◆ Your task:
Copy each entry as written.

Start of Block

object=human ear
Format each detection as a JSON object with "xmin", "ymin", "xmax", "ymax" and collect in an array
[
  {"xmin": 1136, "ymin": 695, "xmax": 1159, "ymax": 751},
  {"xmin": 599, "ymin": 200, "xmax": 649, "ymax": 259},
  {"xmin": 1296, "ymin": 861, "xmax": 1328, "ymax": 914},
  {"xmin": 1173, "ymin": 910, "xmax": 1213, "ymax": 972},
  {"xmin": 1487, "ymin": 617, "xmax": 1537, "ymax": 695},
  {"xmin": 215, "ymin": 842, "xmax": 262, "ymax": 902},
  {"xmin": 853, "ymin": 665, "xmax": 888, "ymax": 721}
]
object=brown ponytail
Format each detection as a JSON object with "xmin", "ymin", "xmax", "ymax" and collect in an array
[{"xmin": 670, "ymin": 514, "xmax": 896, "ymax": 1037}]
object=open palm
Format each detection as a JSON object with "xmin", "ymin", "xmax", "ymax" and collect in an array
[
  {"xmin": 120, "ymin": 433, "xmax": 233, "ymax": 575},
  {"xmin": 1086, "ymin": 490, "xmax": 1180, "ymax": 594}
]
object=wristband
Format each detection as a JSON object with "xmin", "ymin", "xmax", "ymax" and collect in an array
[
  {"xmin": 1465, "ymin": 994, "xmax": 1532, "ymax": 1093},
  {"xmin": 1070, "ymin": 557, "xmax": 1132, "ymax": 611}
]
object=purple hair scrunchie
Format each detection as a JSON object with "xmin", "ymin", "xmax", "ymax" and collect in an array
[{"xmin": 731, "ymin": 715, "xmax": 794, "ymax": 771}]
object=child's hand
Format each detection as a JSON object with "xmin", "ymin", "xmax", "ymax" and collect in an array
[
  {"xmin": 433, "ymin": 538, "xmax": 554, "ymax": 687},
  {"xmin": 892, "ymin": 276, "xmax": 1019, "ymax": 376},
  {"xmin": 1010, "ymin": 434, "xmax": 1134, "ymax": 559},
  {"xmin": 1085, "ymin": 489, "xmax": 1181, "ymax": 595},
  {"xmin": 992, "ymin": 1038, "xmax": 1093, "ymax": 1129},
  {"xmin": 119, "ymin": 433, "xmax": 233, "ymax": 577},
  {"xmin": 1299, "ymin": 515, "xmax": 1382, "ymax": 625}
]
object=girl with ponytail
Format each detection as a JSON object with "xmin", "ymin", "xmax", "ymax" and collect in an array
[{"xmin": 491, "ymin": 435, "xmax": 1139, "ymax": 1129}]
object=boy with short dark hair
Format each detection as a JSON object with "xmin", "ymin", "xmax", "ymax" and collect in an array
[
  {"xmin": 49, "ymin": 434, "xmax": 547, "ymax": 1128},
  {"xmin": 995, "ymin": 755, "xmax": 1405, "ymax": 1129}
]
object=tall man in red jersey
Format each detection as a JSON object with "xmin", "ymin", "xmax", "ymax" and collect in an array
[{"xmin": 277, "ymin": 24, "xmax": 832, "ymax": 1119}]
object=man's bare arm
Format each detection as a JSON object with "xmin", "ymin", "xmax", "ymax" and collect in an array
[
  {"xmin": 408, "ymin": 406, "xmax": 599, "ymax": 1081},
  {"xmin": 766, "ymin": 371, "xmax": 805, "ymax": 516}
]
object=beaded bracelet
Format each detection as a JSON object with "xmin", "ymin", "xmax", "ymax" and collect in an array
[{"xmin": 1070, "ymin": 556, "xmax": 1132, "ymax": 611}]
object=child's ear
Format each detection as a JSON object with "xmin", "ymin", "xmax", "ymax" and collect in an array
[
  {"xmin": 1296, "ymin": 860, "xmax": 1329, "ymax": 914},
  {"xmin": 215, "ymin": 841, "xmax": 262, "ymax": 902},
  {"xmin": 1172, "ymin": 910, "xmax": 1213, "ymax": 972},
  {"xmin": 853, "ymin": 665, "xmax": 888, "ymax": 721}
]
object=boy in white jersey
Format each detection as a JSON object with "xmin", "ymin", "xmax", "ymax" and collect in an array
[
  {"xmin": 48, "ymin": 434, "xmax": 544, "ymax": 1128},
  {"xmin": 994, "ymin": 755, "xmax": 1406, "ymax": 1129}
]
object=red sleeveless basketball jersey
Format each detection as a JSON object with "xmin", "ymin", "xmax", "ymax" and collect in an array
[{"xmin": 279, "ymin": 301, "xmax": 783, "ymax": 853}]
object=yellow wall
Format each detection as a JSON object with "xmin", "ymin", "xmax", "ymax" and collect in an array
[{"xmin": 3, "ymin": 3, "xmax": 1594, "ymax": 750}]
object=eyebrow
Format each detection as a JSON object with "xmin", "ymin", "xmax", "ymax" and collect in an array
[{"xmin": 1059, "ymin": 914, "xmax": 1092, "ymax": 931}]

End of Block

◆ Written answer:
object=human ear
Format each detection as a JSON object with "xmin", "ymin", "xmax", "ymax" and collect in an array
[
  {"xmin": 1136, "ymin": 695, "xmax": 1159, "ymax": 751},
  {"xmin": 599, "ymin": 200, "xmax": 649, "ymax": 259},
  {"xmin": 1296, "ymin": 861, "xmax": 1328, "ymax": 914},
  {"xmin": 1173, "ymin": 910, "xmax": 1213, "ymax": 972},
  {"xmin": 1487, "ymin": 617, "xmax": 1537, "ymax": 695},
  {"xmin": 215, "ymin": 842, "xmax": 262, "ymax": 902},
  {"xmin": 853, "ymin": 665, "xmax": 888, "ymax": 721}
]
object=brown ponytail
Format each detection as a JSON object with "xmin", "ymin", "xmax", "ymax" and collect in an array
[{"xmin": 670, "ymin": 514, "xmax": 896, "ymax": 1037}]
object=open palm
Format each detection as a JSON object with "xmin", "ymin", "xmax", "ymax" and collect in an array
[
  {"xmin": 120, "ymin": 433, "xmax": 233, "ymax": 575},
  {"xmin": 1086, "ymin": 490, "xmax": 1180, "ymax": 594}
]
object=wristband
Format each detection as a JSON object with "xmin", "ymin", "xmax", "ymax" and collect in an array
[
  {"xmin": 1465, "ymin": 994, "xmax": 1532, "ymax": 1093},
  {"xmin": 1070, "ymin": 557, "xmax": 1132, "ymax": 611}
]
object=purple hair scrunchie
Format each detection as a JSON object with "xmin", "ymin", "xmax", "ymax" and collect in an array
[{"xmin": 731, "ymin": 715, "xmax": 794, "ymax": 771}]
object=child's hand
Format each detection as a JSON object with "xmin", "ymin", "xmax", "ymax" and collect in an array
[
  {"xmin": 433, "ymin": 538, "xmax": 554, "ymax": 687},
  {"xmin": 892, "ymin": 276, "xmax": 1019, "ymax": 376},
  {"xmin": 1010, "ymin": 434, "xmax": 1134, "ymax": 559},
  {"xmin": 1085, "ymin": 489, "xmax": 1181, "ymax": 595},
  {"xmin": 992, "ymin": 1038, "xmax": 1093, "ymax": 1129},
  {"xmin": 119, "ymin": 433, "xmax": 233, "ymax": 577},
  {"xmin": 1299, "ymin": 515, "xmax": 1382, "ymax": 625}
]
object=girl with ponytail
Format each detection as a JSON object with "xmin", "ymin", "xmax", "ymax" and collect in an array
[{"xmin": 491, "ymin": 435, "xmax": 1139, "ymax": 1129}]
object=boy with short dark hair
Format each detection as a JSON object with "xmin", "ymin", "xmax", "ymax" and collect in an array
[
  {"xmin": 49, "ymin": 434, "xmax": 547, "ymax": 1128},
  {"xmin": 995, "ymin": 755, "xmax": 1405, "ymax": 1129}
]
object=tall man in red jersey
Format each detection as a JSON object with "xmin", "ymin", "xmax", "ymax" and collect in an array
[{"xmin": 277, "ymin": 24, "xmax": 832, "ymax": 1119}]
object=man's bare arm
Format each detection as a JSON object with "xmin", "ymin", "xmax", "ymax" and collect in an array
[
  {"xmin": 408, "ymin": 406, "xmax": 599, "ymax": 1081},
  {"xmin": 766, "ymin": 371, "xmax": 805, "ymax": 516}
]
object=beaded bracelet
Format each detection as a JSON object with "xmin", "ymin", "xmax", "ymax" and collect in an array
[{"xmin": 1070, "ymin": 556, "xmax": 1132, "ymax": 611}]
object=child's ear
Format each detection as a JSON object with "xmin", "ymin", "xmax", "ymax" and collect in an array
[
  {"xmin": 1296, "ymin": 860, "xmax": 1329, "ymax": 914},
  {"xmin": 215, "ymin": 841, "xmax": 262, "ymax": 902},
  {"xmin": 1172, "ymin": 910, "xmax": 1213, "ymax": 972},
  {"xmin": 853, "ymin": 665, "xmax": 888, "ymax": 721}
]
object=boy in white jersey
Format each detection as a JSON object with "xmin", "ymin", "xmax", "ymax" and collect in an array
[
  {"xmin": 48, "ymin": 434, "xmax": 544, "ymax": 1128},
  {"xmin": 994, "ymin": 755, "xmax": 1406, "ymax": 1129}
]
object=red sleeveless basketball jersey
Format each detection as a JSON object with "xmin", "ymin", "xmax", "ymax" and collect in an array
[{"xmin": 279, "ymin": 301, "xmax": 783, "ymax": 853}]
object=yellow wall
Format each detection as a JSON object with "xmin", "ymin", "xmax", "ymax" and collect in an array
[{"xmin": 3, "ymin": 3, "xmax": 1594, "ymax": 750}]
object=eyebrow
Format each detection as a JSON object with "xmin", "ymin", "xmax", "ymax" and collect in an array
[{"xmin": 1059, "ymin": 914, "xmax": 1092, "ymax": 931}]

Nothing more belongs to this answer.